▶ **Recorded information**
-*-*-
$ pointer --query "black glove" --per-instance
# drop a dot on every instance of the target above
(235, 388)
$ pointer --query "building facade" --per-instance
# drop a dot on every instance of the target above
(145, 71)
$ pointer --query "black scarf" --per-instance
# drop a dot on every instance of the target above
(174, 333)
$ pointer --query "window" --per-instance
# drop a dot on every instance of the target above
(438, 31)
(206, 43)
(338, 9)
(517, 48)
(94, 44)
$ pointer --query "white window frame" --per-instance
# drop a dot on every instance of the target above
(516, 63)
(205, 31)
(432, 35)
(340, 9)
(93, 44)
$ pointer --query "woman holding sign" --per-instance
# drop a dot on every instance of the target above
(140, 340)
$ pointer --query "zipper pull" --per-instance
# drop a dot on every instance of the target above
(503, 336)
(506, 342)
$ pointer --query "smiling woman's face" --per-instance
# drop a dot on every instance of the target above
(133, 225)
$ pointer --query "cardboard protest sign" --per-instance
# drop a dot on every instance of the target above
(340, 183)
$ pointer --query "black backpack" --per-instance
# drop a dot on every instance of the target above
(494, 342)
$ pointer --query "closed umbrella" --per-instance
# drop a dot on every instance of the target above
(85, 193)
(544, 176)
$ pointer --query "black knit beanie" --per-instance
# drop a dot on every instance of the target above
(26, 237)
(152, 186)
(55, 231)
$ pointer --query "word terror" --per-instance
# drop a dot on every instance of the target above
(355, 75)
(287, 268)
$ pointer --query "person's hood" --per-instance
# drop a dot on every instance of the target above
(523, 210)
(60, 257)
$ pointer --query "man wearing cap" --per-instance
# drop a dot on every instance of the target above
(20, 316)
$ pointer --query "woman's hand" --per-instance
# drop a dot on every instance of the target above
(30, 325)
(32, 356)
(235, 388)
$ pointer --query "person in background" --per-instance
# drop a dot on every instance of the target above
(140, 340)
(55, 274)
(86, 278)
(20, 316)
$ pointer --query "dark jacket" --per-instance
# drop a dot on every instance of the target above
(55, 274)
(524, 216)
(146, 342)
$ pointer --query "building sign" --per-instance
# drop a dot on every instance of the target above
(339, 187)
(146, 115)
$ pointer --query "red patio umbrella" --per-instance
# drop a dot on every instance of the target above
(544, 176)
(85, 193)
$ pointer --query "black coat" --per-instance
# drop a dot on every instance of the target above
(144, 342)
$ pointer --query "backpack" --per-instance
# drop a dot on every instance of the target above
-*-*-
▶ **Exercise**
Leaving nothing out, print each line above exactly.

▶ **Response to this task**
$ pointer --query "black glove" --per-instance
# drop a dot on every instance of the target above
(235, 388)
$ pointer --query "building facade" --per-instance
# drop a dot on every instance of the target above
(145, 71)
$ pointer --query "black scarf" --per-instance
# drop a dot on every instance of the target above
(174, 333)
$ pointer --query "window" --per-instance
# drop a dot on every instance of the target above
(438, 31)
(206, 43)
(338, 9)
(517, 48)
(94, 44)
$ pointer --query "white window frame" --per-instance
# drop a dot on every instance of the target above
(516, 63)
(205, 31)
(432, 35)
(340, 9)
(93, 44)
$ pointer --query "woman holding sign" --per-instance
# drop a dot on every instance of the target above
(140, 340)
$ pointer --query "zipper pull" --per-instance
# drop a dot on every instance of the target above
(503, 336)
(506, 342)
$ pointer --query "smiling woman's face" --per-instance
# drop a dot on every instance of the target above
(133, 225)
$ pointer --query "cardboard protest sign" --per-instance
# drop a dot on every instance of the target above
(340, 183)
$ pointer --query "black backpack" --per-instance
# drop a dot on every instance of the target above
(494, 342)
$ pointer --query "closed umbrella" --per-instance
# drop a dot on every instance of the target above
(85, 193)
(544, 176)
$ pointer --query "black knit beanie" --per-instance
# drop a dot on every instance of the target above
(26, 237)
(152, 186)
(55, 231)
$ pointer --query "word terror" --per-instance
# drop a dot on every instance of the target above
(355, 75)
(287, 268)
$ pointer --query "person's hood" --per-instance
# drop a dot on every instance of the target above
(523, 210)
(60, 257)
$ pointer --query "man wearing cap" --per-instance
# drop a dot on every instance of the target above
(20, 316)
$ pointer --query "woman's hand" --per-instance
# drop a dot on every instance of the target above
(30, 325)
(32, 356)
(235, 388)
$ pointer --query "person in background" --per-instance
# drop a dot on every instance of the target above
(140, 340)
(55, 274)
(86, 278)
(20, 316)
$ pointer --query "dark jacket" --per-instance
# drop a dot on every instance of the target above
(55, 274)
(524, 216)
(146, 342)
$ pointer --query "building sign" --per-instance
# drop a dot on every instance of the target above
(339, 187)
(146, 115)
$ pointer --query "red patio umbrella" --per-instance
# drop a dot on every instance of the target above
(544, 176)
(85, 193)
$ pointer --query "black coat" --per-instance
# drop a dot on every instance of the target above
(144, 342)
$ pointer --query "backpack" --per-instance
# drop a dot on every instance of the target above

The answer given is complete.